TASK TO COMPLETE → Please repeat the lines below without changing anything.

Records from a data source
>> BEGIN
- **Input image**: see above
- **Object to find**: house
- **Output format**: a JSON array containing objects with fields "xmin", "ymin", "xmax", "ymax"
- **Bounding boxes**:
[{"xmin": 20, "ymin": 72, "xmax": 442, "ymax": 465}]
>> END
CORRECT OUTPUT →
- **Input image**: see above
- **Object to find**: house
- **Output format**: a JSON array containing objects with fields "xmin", "ymin", "xmax", "ymax"
- **Bounding boxes**:
[{"xmin": 20, "ymin": 72, "xmax": 442, "ymax": 465}]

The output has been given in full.